→ Activity: Which lines below hold the word "green"? Copy all of them.

▽

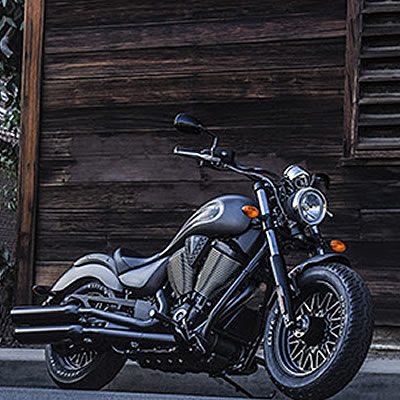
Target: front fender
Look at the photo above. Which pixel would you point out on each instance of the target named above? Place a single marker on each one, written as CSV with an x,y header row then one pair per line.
x,y
96,271
317,260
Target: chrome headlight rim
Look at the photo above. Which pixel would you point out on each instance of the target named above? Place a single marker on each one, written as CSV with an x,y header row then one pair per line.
x,y
298,204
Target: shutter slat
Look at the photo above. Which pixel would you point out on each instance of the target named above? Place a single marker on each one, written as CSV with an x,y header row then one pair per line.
x,y
376,99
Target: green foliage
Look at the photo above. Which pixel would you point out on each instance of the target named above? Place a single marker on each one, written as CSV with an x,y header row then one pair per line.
x,y
6,267
11,26
9,169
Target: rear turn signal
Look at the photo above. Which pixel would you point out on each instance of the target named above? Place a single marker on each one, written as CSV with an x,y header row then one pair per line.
x,y
250,211
338,246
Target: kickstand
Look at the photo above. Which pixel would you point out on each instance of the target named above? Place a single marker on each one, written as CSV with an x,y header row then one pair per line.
x,y
243,390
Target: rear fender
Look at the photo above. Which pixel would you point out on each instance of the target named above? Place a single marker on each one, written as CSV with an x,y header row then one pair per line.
x,y
95,271
318,260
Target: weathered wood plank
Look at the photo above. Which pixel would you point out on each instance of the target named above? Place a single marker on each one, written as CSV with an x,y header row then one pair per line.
x,y
302,110
199,33
196,59
102,222
136,195
212,87
285,140
380,224
30,120
353,49
62,14
140,168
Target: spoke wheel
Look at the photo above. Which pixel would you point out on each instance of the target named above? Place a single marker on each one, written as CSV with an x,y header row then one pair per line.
x,y
334,329
80,365
321,319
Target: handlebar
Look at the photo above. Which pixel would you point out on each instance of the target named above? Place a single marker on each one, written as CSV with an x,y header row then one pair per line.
x,y
203,156
224,159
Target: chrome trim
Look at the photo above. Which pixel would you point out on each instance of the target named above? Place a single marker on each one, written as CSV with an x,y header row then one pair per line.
x,y
296,204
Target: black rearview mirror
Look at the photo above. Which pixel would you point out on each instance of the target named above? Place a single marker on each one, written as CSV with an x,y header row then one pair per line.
x,y
186,124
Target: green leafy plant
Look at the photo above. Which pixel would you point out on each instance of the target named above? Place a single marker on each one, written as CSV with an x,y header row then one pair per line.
x,y
11,26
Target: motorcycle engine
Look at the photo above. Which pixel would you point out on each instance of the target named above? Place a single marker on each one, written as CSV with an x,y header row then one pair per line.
x,y
199,272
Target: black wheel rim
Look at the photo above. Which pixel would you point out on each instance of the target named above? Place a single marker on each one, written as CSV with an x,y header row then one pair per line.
x,y
321,315
77,357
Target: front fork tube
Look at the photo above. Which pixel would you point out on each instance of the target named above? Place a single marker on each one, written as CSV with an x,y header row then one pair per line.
x,y
276,260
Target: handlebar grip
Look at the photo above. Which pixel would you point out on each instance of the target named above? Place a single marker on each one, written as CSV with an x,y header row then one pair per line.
x,y
186,152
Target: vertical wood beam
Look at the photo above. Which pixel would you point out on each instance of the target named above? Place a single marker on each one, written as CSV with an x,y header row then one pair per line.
x,y
352,63
29,146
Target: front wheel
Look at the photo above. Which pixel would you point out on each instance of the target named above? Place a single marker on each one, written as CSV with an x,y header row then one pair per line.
x,y
334,315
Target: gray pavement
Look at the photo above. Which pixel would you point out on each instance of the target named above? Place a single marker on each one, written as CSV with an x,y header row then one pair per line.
x,y
379,379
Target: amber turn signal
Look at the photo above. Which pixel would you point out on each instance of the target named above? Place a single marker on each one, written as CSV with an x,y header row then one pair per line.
x,y
338,246
250,211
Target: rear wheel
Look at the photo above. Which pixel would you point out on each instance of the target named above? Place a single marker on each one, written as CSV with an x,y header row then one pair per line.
x,y
334,314
80,365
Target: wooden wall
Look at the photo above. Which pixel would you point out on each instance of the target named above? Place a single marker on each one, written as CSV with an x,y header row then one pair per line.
x,y
267,76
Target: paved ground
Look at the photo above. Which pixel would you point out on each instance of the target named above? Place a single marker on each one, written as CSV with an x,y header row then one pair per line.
x,y
379,379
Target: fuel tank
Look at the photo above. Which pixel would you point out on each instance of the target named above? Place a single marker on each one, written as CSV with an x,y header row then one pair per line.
x,y
220,217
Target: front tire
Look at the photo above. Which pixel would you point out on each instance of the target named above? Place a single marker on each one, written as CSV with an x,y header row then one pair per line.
x,y
319,359
74,365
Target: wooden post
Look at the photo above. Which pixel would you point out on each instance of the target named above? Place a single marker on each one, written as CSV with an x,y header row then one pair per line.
x,y
29,145
353,43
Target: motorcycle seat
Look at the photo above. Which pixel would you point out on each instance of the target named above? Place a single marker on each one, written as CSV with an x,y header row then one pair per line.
x,y
146,279
124,263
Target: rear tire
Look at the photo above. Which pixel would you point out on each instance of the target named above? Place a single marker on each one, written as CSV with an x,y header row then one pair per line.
x,y
79,365
322,357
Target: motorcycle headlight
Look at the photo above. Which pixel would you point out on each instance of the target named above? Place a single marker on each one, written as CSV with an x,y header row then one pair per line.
x,y
309,205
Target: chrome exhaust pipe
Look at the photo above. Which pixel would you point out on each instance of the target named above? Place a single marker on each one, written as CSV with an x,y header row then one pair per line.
x,y
70,314
54,334
54,315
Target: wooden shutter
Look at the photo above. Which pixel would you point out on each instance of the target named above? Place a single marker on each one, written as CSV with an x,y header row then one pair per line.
x,y
372,92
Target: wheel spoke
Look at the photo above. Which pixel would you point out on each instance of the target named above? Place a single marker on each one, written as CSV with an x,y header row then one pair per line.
x,y
315,341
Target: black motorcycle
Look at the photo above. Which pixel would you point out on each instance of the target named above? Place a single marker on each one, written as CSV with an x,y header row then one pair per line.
x,y
218,292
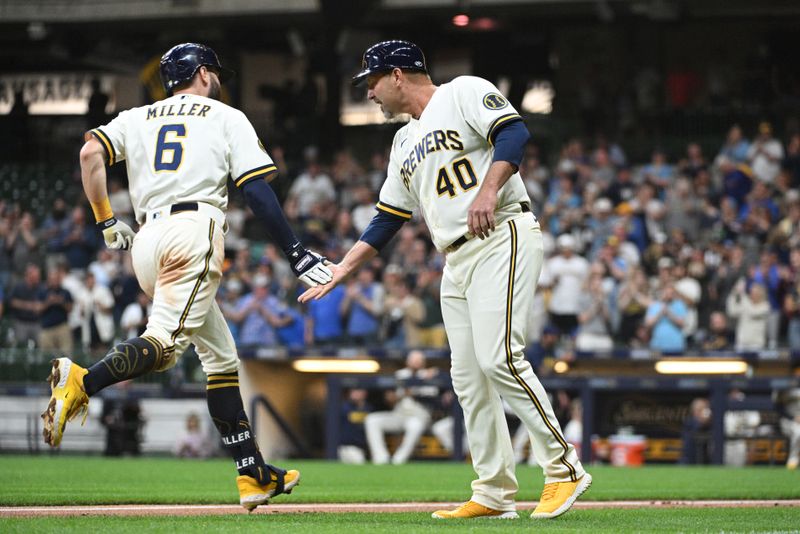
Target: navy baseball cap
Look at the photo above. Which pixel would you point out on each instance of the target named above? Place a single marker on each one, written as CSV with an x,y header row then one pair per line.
x,y
388,55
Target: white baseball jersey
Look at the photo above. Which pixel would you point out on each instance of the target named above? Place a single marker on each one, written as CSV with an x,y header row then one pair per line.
x,y
437,162
183,149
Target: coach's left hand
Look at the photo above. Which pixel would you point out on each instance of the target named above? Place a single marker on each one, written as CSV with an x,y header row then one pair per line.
x,y
480,216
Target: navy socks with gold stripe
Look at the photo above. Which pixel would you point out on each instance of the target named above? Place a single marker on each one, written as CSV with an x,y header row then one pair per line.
x,y
227,412
129,359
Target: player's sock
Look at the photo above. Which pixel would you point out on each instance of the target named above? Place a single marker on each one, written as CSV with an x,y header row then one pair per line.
x,y
227,412
126,360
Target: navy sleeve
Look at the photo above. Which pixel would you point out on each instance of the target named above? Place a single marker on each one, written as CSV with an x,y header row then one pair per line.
x,y
262,200
509,143
381,229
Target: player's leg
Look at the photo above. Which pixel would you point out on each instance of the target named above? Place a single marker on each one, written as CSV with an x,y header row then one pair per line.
x,y
413,428
514,255
257,480
376,425
178,261
484,419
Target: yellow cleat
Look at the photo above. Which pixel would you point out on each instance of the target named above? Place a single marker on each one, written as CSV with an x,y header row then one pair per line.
x,y
68,399
253,494
558,497
471,510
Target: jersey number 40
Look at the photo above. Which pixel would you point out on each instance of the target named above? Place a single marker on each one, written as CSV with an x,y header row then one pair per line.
x,y
169,154
464,173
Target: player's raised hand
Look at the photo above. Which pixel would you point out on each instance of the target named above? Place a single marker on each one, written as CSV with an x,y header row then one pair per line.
x,y
480,216
319,291
310,267
117,234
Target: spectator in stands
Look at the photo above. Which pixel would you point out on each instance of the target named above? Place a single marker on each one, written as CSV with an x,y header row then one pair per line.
x,y
751,310
25,307
688,289
312,187
658,172
22,243
696,434
768,274
364,208
593,334
791,309
765,154
228,300
694,161
410,413
562,200
736,146
352,439
403,315
788,404
56,305
122,417
739,425
134,318
362,308
431,328
633,300
786,234
97,305
665,318
565,274
255,316
719,336
194,442
78,241
791,162
573,430
323,319
105,267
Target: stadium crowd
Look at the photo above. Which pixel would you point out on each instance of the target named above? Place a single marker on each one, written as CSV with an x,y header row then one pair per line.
x,y
688,251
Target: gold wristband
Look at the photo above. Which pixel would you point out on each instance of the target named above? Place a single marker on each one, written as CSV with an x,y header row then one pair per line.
x,y
102,210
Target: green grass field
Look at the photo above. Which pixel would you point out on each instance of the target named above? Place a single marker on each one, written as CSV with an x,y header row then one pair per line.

△

→ Solved problem:
Target: green foliage
Target: green leafy plant
Target: green grass field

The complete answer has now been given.